Input data >>
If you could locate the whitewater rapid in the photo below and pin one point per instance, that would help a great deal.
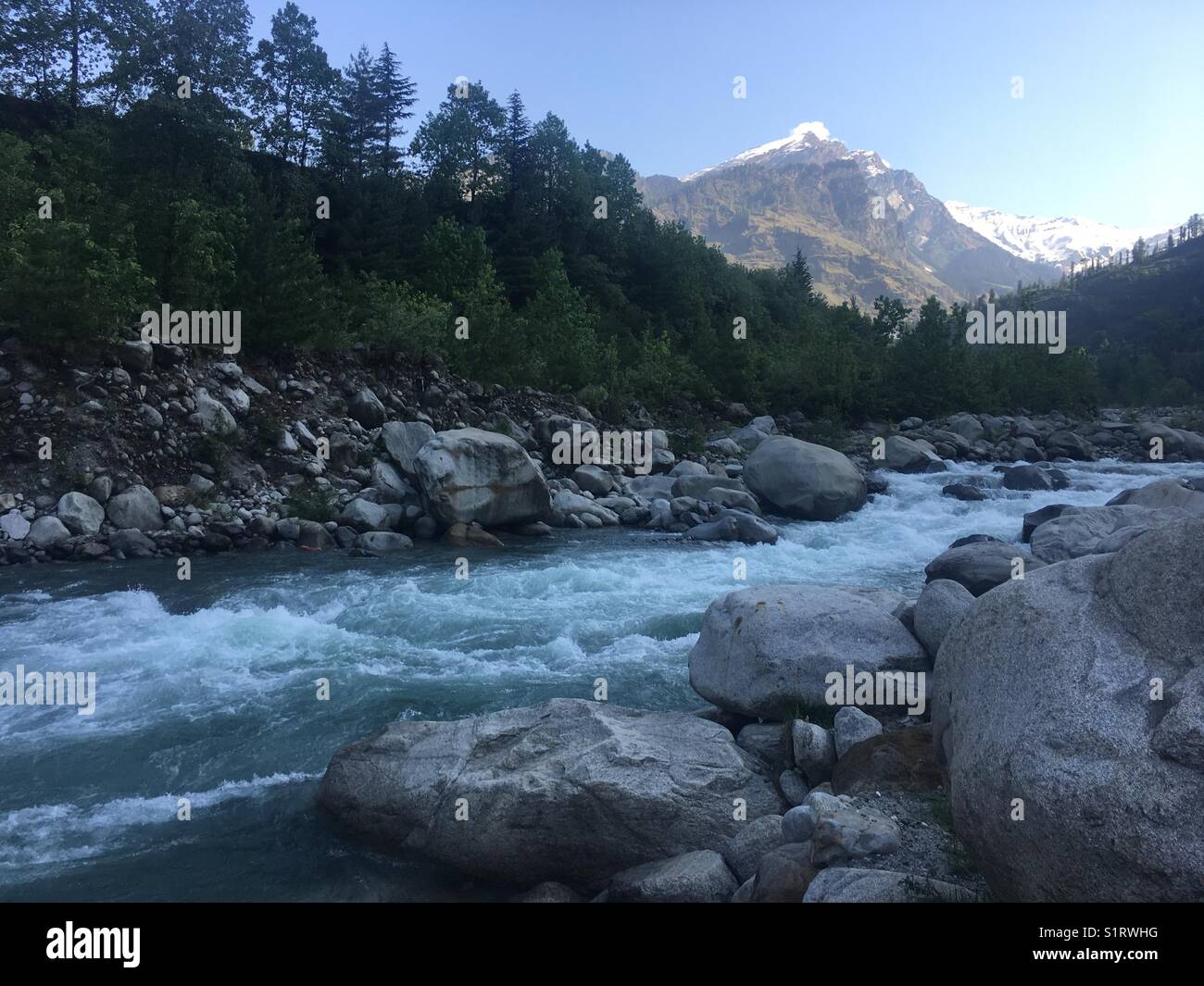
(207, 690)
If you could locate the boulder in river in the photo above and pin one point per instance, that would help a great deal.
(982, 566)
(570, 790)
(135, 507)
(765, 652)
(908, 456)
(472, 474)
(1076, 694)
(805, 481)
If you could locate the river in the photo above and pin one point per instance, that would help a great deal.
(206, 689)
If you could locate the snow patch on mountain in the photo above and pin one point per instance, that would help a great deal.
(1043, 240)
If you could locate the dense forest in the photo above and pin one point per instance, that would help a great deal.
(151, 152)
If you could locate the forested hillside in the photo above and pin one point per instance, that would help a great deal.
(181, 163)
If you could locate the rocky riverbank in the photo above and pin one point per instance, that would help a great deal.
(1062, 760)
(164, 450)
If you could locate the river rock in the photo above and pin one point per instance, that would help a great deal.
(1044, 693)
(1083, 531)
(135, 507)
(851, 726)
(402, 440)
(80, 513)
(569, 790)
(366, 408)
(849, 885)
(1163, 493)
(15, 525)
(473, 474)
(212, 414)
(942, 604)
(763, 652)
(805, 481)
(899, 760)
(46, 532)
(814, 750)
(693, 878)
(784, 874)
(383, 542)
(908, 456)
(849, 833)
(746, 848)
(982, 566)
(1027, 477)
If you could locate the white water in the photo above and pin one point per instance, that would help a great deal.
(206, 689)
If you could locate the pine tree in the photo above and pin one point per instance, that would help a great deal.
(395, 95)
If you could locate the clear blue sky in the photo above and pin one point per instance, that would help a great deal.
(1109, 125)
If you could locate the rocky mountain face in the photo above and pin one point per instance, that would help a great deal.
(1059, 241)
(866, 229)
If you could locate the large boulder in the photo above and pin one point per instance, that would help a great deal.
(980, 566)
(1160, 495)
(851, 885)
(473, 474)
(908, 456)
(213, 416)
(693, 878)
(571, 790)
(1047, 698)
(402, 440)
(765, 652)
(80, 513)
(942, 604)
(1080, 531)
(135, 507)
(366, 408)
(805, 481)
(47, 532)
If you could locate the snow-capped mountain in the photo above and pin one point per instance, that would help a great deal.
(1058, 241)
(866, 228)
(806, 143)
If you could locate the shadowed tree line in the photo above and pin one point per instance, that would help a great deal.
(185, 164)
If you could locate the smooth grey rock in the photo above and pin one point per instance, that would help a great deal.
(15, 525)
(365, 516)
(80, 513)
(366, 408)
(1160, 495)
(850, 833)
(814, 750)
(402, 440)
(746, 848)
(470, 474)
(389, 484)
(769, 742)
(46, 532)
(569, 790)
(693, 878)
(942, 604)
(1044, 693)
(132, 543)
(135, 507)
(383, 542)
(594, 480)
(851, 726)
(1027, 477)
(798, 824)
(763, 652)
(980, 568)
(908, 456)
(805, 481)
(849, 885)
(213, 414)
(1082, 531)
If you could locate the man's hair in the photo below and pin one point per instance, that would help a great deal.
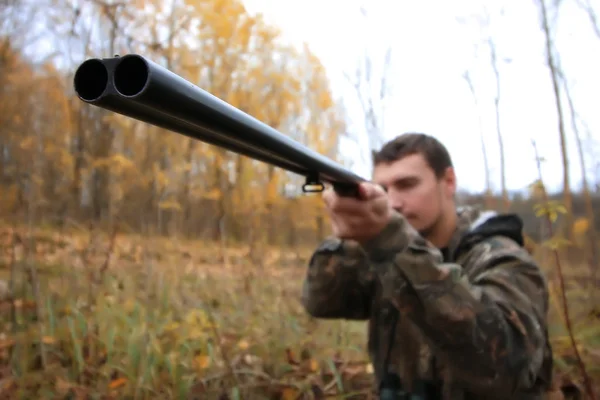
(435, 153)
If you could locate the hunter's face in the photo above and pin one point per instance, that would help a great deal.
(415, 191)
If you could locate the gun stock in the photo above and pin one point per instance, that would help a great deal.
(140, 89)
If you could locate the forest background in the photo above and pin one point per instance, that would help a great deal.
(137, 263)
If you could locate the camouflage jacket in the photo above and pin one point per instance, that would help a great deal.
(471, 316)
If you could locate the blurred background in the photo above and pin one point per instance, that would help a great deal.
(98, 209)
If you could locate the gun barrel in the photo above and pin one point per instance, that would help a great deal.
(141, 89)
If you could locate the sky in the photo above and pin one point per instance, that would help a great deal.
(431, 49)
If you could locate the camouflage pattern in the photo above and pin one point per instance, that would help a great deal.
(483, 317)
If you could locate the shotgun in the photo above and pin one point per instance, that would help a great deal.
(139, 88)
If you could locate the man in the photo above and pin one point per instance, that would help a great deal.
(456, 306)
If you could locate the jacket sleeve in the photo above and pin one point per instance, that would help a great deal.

Brief >> When you print the records above, keep them exact and leave out the pictures.

Written answer >>
If you could locate the whitewater rapid in the photo below and pin one point per instance, that would help a great deal.
(207, 690)
If you could locate the boulder in river in the photo above and pin one point per instance, that would help a great deal.
(982, 566)
(570, 790)
(135, 507)
(765, 652)
(908, 456)
(472, 474)
(1076, 694)
(805, 481)
If you could locate the river in the photo above and pin one point per instance, that would help a great deal.
(206, 689)
If you could locate the snow patch on mountain in the photo above and pin one point per instance, that would help a great deal.
(1043, 240)
If you could locate the dense forest in the photo above and pin one point per instance, that would help a great deal.
(151, 152)
If you could locate the forested hillside in the photo above and pin one point per instance, that would help a great deal.
(181, 163)
If you could locate the rocky riverbank in the photo above and pin one point per instance, that would help a great deal.
(1062, 760)
(164, 450)
If you could locate the river rock in the photo above and pin one point per instance, that would help a great deal.
(1044, 693)
(1083, 531)
(135, 507)
(851, 726)
(402, 440)
(80, 513)
(569, 790)
(366, 408)
(849, 885)
(1163, 493)
(15, 525)
(473, 474)
(212, 414)
(942, 604)
(763, 652)
(805, 481)
(899, 760)
(46, 532)
(814, 750)
(693, 878)
(784, 874)
(383, 542)
(908, 456)
(849, 833)
(746, 848)
(982, 566)
(1027, 477)
If you could locate the white water in the photo above and pin one point per instance, that would help a great deal.
(206, 689)
If you could locate the pine tree in the photo above and pin one point per instance, that would help a great deal.
(395, 95)
If you could locate the clear blue sky in the photo above and pin one point per instance, that would help a great deal.
(1109, 125)
If you could locate the rocky mountain face in the photo above and pin one point per instance, that would help a great deal.
(1059, 241)
(866, 229)
If you could locate the large boulder in the photo above and pin one point per instance, that would help a great deal.
(980, 566)
(1160, 495)
(851, 885)
(473, 474)
(908, 456)
(213, 416)
(693, 878)
(571, 790)
(1047, 698)
(402, 440)
(765, 652)
(80, 513)
(942, 604)
(1080, 531)
(135, 507)
(366, 408)
(805, 481)
(47, 532)
If you could locate the snow-capped mountain in the photo above and pin one point per instance, that would help a great deal.
(1058, 241)
(866, 228)
(806, 143)
If you could locate the shadowed tree line in the photo above and pin one point per instance, that would help a great deal.
(185, 164)
If you could locate the smooth grey rock in the photo above and pin one point per instance, that would help a great deal.
(15, 525)
(365, 516)
(80, 513)
(366, 408)
(1160, 495)
(850, 833)
(814, 750)
(402, 440)
(746, 848)
(470, 474)
(389, 484)
(769, 742)
(46, 532)
(569, 790)
(693, 878)
(942, 604)
(1044, 693)
(132, 543)
(135, 507)
(383, 542)
(594, 480)
(851, 726)
(1027, 477)
(798, 824)
(763, 652)
(980, 568)
(908, 456)
(805, 481)
(849, 885)
(213, 414)
(1082, 531)
If you could locate the man's hair in the photo below and pin one point per instance, that would help a great deal.
(435, 153)
If you could locate the hunter's face in the photo above and pin one point per instance, that would help a great deal.
(415, 191)
If you could locate the gun stock in the photo above and pin one point per instance, that would help a great deal.
(140, 89)
If you could locate the forest background in the photo above and pin one point per instance, that would help a great deal.
(137, 263)
If you could locate the camouflage jacket in the photo above and pin one point per instance, that would help a great deal.
(471, 316)
If you could locate the blurred background in the photo above and pin one point per instance, that would help a great deal.
(98, 209)
If you could locate the gun barrel in the photo above and pin one point per instance, that would help a great deal.
(141, 89)
If you could locate the sky in the photo above and pin one point per instance, that would help a great deal.
(431, 49)
If you could locate the camouflage pattern in the photo above and pin one point per instance, that would help a great deal.
(483, 317)
If you could locate the shotgun in the photo above and pin one point per instance, that would help a great deal.
(139, 88)
If you could locate the man in the photo above and pin one point per instance, that would help a great deal.
(456, 306)
If you could locate the jacket sleeve in the photo above and pin one point per instance, that would help a great deal.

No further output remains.